(begin)

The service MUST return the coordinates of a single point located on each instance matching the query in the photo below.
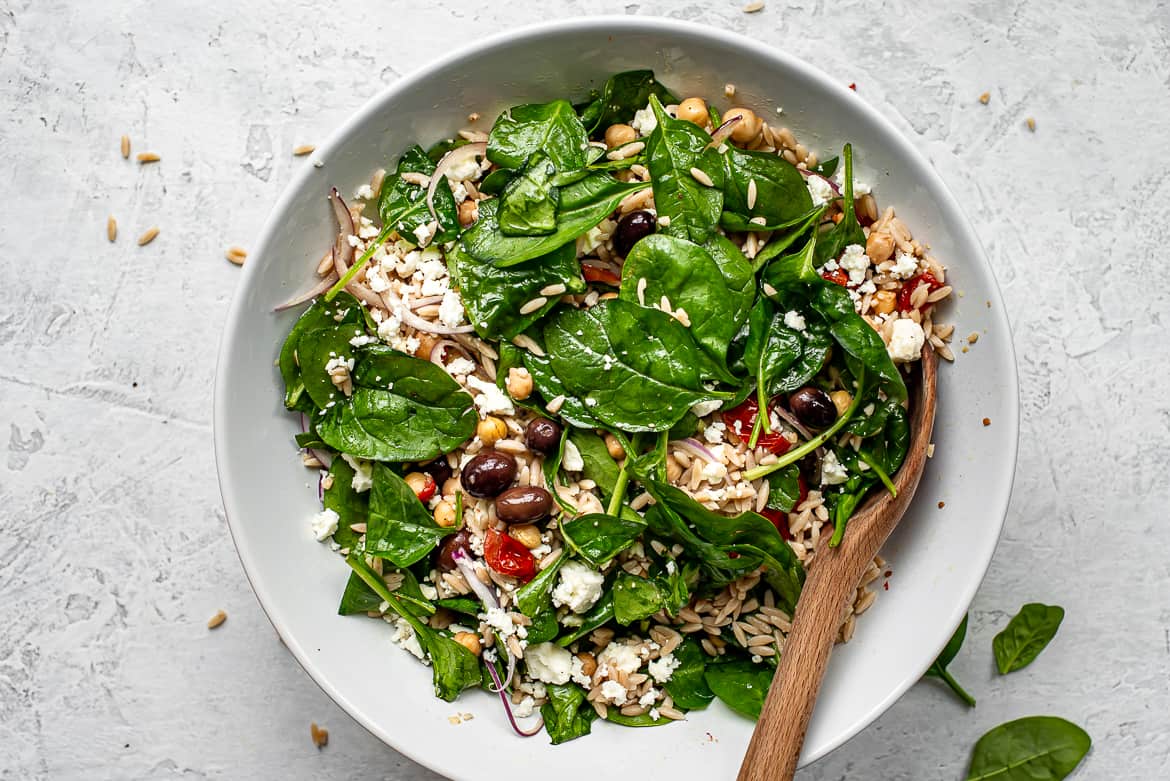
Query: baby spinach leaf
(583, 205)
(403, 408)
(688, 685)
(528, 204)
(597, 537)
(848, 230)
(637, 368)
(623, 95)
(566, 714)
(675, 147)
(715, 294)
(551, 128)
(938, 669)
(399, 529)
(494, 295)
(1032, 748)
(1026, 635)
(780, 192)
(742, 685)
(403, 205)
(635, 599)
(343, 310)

(end)
(begin)

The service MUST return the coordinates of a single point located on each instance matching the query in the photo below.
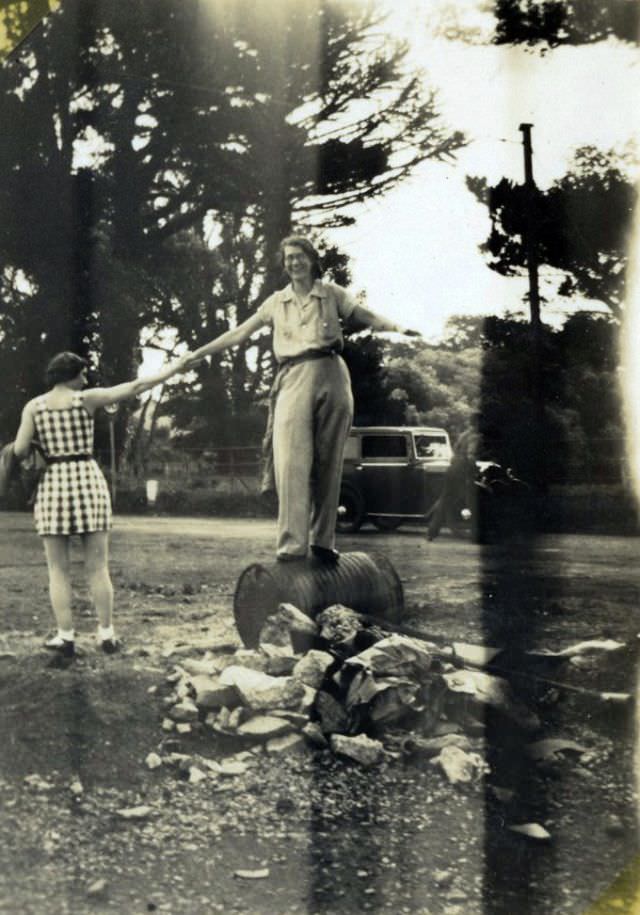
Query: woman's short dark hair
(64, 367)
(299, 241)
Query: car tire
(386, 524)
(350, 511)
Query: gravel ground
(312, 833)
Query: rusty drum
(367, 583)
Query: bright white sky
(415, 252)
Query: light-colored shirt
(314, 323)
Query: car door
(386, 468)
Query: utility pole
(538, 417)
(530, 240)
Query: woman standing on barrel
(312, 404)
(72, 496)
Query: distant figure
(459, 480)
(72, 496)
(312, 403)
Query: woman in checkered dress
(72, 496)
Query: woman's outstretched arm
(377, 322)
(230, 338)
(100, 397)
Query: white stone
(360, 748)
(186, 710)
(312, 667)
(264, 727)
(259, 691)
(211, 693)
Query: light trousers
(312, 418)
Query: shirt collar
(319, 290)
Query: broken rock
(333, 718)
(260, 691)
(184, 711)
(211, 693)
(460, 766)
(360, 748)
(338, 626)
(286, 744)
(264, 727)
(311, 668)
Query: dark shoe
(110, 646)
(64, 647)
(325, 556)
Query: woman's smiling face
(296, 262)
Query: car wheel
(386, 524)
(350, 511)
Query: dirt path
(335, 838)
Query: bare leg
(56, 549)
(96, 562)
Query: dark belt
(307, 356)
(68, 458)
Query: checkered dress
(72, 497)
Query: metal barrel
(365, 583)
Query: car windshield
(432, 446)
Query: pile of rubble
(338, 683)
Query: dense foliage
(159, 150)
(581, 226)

(end)
(begin)

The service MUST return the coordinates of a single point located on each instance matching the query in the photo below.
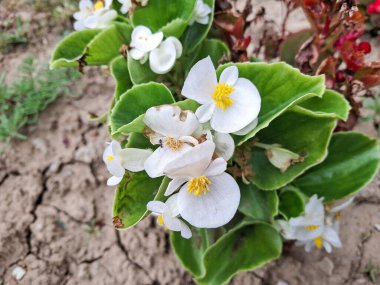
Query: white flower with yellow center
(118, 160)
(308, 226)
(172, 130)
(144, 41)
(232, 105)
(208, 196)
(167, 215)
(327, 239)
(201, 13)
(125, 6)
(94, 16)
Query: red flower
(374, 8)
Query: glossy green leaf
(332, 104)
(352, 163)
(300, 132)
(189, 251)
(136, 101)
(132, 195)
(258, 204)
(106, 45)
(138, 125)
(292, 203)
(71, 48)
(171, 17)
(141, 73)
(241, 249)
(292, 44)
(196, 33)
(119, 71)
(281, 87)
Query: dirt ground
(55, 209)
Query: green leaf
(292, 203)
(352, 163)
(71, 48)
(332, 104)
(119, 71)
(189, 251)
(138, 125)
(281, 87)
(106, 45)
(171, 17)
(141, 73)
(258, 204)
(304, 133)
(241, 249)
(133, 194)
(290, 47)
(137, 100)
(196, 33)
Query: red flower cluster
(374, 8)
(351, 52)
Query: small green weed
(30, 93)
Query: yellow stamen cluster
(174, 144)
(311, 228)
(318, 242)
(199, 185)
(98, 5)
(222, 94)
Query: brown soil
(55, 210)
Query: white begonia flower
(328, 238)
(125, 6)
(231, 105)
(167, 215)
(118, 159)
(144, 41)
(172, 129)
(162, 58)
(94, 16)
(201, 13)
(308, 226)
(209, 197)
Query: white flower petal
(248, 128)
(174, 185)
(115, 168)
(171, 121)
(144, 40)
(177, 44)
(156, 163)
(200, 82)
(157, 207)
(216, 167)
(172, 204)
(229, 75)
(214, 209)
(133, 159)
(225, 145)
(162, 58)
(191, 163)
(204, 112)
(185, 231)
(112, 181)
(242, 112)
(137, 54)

(end)

#### Objective:
How many lines in the entries above contain the string "cluster"? Case counts. Reply with the number alone.

#### Solution to this exercise:
2